● **TASKS TO COMPLETE**:
[a] In the intermarket analysis text, over how many data points is the correlation coefficient calculated?
[b] Echo the intermarket analysis text starting with "The chart data" and going on through "using other currencies.".
[c] Put this sentence from the intermarket analysis text into Spanish: "The chart data is daily and on a logarithmic scale, starting from June 2024."

● **GIVEN TEXT**:
>> START
Sartorelli Eugenio Investimentivicenti

Cyclical Analysis: Intermarket Relationships, Current Phase, and Outlook

Cyclical Analysis: Let’s conduct a medium-term Intermarket Analysis to assess potential trends over the coming weeks for the CRB Index, Dollar Index, T-Note, and S&P 500.


Reproduction prohibited in any form, even partial


Through Intermarket Analysis, we aim to understand the relationship between the three major asset classes—Bonds, Equities, and Commodities—which dictate the timing of various phases in the U.S. economic cycle.

We begin with the trend of the CRB Index (red line, right scale) and the Dollar Index (black line, left scale), updated as of the July 30 close.

The chart data is daily and on a logarithmic scale, starting from June 2024. At the bottom is the correlation coefficient calculated over 63 data points (equivalent to 3 months).

This correlation should typically be negative because commodities are priced in dollars. When the dollar weakens (Dollar Index declines), non-dollar-based buyers tend to increase commodity purchases (i.e., build inventories) due to favorable pricing. Conversely, a strong Dollar Index discourages inventory-building for those using other currencies.
>> END
● **DATA LISTING**:
>> START
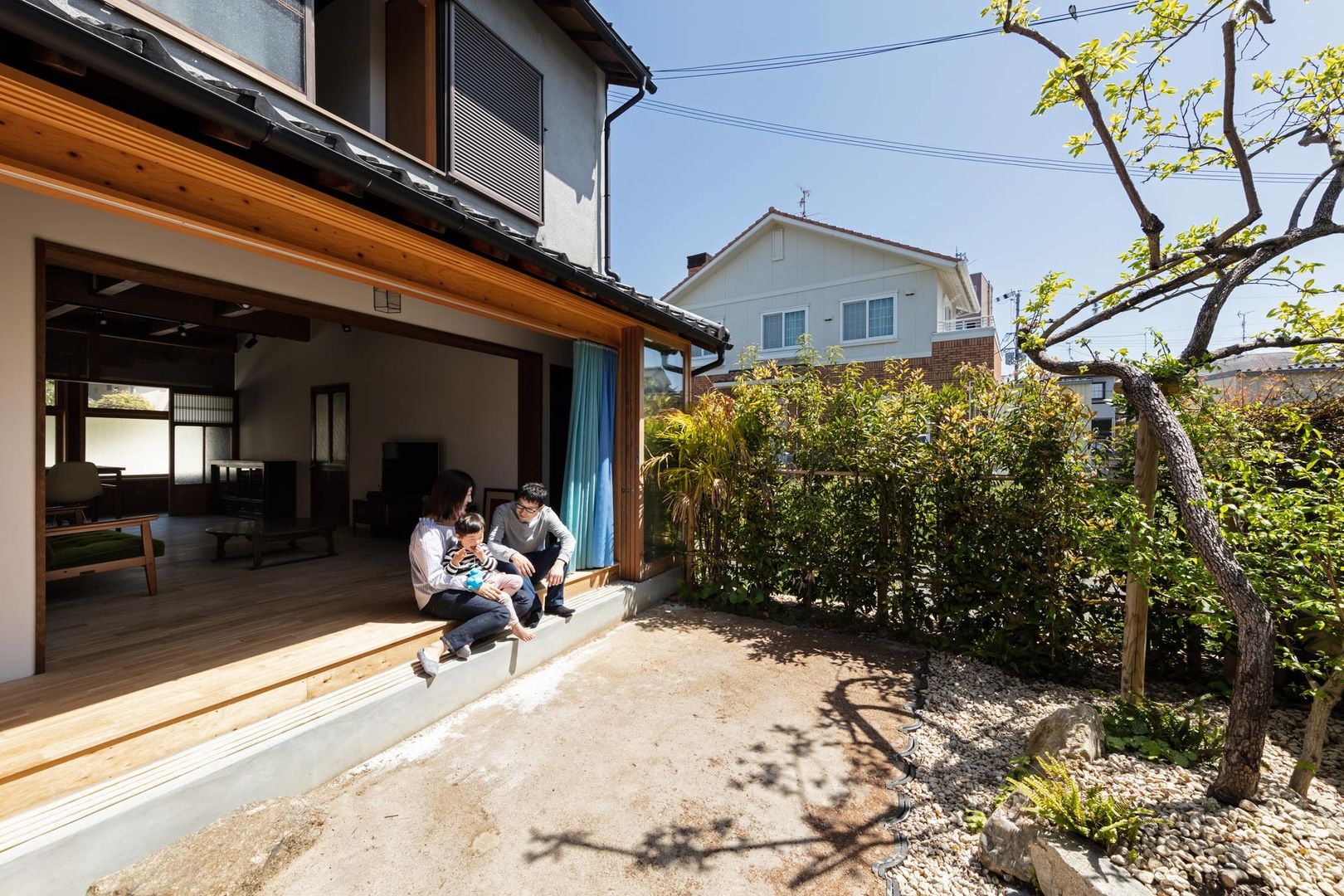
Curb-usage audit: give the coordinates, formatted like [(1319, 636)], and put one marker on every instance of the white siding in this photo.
[(819, 273)]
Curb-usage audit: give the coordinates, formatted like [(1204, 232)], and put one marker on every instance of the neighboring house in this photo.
[(786, 277), (1098, 397), (1274, 377), (314, 250)]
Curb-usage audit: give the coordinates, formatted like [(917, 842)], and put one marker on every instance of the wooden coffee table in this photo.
[(261, 533)]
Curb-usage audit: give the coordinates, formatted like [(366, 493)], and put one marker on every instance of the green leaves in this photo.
[(1057, 798), (1179, 735)]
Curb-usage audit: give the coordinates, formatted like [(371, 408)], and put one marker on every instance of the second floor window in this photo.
[(869, 319), (494, 125), (782, 329)]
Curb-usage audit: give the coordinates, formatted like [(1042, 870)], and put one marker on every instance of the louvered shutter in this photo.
[(494, 116)]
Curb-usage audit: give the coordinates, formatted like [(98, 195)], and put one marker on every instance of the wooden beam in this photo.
>> END
● **REPLIES**:
[a] 63 data points, equivalent to 3 months.

[b]
The chart data is daily and on a logarithmic scale, starting from June 2024. At the bottom is the correlation coefficient calculated over 63 data points (equivalent to 3 months).

This correlation should typically be negative because commodities are priced in dollars. When the dollar weakens (Dollar Index declines), non-dollar-based buyers tend to increase commodity purchases (i.e., build inventories) due to favorable pricing. Conversely, a strong Dollar Index discourages inventory-building for those using other currencies.

[c] Los datos del gráfico son diarios y están en escala logarítmica, a partir de junio de 2024.